Task brief :: Copy everything in the material below from the line containing "Where can the red" down to the line containing "point(275, 109)", both lines included, and shift each answer coordinate by adding 59 to every number. Keep the request lines unchanged, including the sample points in them.

Location identification entries
───
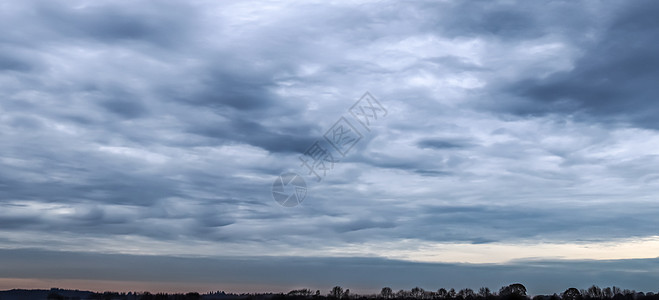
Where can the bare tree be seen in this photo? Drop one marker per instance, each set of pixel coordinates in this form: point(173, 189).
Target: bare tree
point(336, 292)
point(386, 293)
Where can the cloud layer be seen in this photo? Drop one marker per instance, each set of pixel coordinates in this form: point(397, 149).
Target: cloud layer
point(123, 123)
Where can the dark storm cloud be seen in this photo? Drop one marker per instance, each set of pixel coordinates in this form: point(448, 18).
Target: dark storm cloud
point(614, 81)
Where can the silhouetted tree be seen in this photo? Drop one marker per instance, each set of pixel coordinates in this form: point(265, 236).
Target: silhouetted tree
point(484, 292)
point(417, 293)
point(513, 291)
point(336, 292)
point(466, 294)
point(594, 292)
point(607, 293)
point(571, 294)
point(386, 293)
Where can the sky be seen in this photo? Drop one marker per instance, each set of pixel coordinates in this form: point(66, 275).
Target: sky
point(465, 144)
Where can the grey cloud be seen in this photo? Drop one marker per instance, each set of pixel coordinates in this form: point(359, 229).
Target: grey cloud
point(443, 143)
point(614, 81)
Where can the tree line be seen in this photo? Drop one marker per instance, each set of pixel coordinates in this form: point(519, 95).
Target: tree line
point(515, 291)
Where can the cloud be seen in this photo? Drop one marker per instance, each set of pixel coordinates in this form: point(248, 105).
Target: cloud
point(613, 81)
point(506, 123)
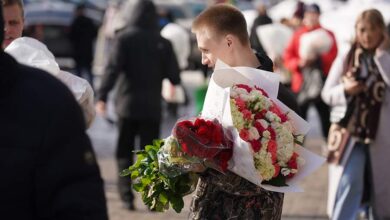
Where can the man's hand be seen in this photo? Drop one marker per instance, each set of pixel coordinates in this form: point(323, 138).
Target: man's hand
point(352, 86)
point(101, 108)
point(385, 44)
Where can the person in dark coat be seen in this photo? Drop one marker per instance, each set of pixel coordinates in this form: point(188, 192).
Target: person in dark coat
point(140, 60)
point(221, 34)
point(261, 19)
point(82, 35)
point(48, 167)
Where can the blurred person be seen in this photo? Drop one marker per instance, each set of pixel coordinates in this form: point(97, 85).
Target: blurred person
point(31, 52)
point(359, 81)
point(315, 67)
point(180, 40)
point(261, 19)
point(221, 33)
point(141, 58)
point(49, 170)
point(13, 20)
point(37, 54)
point(297, 19)
point(82, 35)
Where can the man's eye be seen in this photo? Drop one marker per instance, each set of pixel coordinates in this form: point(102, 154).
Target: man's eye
point(13, 23)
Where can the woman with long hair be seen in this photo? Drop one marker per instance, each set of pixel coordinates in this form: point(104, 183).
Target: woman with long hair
point(359, 81)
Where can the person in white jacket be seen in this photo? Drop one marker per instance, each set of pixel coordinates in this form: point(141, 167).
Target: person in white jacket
point(33, 53)
point(359, 82)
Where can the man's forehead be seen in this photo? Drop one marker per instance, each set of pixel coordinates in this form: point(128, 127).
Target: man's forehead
point(10, 10)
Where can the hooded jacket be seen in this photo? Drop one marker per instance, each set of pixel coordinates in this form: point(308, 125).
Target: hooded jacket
point(48, 169)
point(140, 60)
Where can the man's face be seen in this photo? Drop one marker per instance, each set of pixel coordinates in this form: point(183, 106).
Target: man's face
point(211, 47)
point(13, 23)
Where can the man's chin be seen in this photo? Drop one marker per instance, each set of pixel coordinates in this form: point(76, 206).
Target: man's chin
point(7, 42)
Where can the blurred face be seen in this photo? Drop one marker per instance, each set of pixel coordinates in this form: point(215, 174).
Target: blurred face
point(311, 19)
point(211, 47)
point(369, 36)
point(13, 23)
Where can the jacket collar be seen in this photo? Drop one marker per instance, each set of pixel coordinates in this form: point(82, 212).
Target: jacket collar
point(8, 66)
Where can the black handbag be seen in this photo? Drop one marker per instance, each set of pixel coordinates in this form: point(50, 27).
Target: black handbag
point(338, 138)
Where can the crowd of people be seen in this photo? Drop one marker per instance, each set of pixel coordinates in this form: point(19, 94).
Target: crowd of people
point(49, 166)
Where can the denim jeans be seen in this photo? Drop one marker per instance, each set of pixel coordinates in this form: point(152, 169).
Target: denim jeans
point(350, 191)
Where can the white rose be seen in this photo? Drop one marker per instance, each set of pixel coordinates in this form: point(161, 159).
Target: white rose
point(263, 123)
point(253, 133)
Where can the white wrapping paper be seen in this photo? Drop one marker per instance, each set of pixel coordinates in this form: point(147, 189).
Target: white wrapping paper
point(217, 105)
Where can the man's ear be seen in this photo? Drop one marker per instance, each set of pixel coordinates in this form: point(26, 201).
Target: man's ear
point(229, 40)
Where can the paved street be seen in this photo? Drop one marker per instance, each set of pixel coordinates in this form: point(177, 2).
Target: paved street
point(308, 205)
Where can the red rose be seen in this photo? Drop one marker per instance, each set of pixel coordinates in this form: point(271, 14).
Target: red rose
point(292, 163)
point(202, 139)
point(256, 146)
point(277, 170)
point(262, 91)
point(272, 148)
point(240, 104)
point(244, 134)
point(261, 114)
point(247, 114)
point(272, 132)
point(246, 87)
point(259, 127)
point(275, 109)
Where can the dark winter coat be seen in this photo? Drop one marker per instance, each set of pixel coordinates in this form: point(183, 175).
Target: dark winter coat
point(141, 59)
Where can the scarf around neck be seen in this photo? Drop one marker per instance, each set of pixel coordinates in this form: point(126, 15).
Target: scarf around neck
point(363, 109)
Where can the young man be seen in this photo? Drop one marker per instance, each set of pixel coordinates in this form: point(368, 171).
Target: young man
point(221, 33)
point(48, 168)
point(13, 20)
───
Answer ::
Where can the red rose be seen in this photo? Drop one marker per instance, each set of pixel coordinates in this form: point(271, 14).
Target: red rose
point(351, 222)
point(261, 198)
point(315, 205)
point(336, 229)
point(321, 150)
point(331, 207)
point(299, 163)
point(303, 193)
point(320, 173)
point(306, 173)
point(331, 191)
point(305, 146)
point(318, 186)
point(334, 168)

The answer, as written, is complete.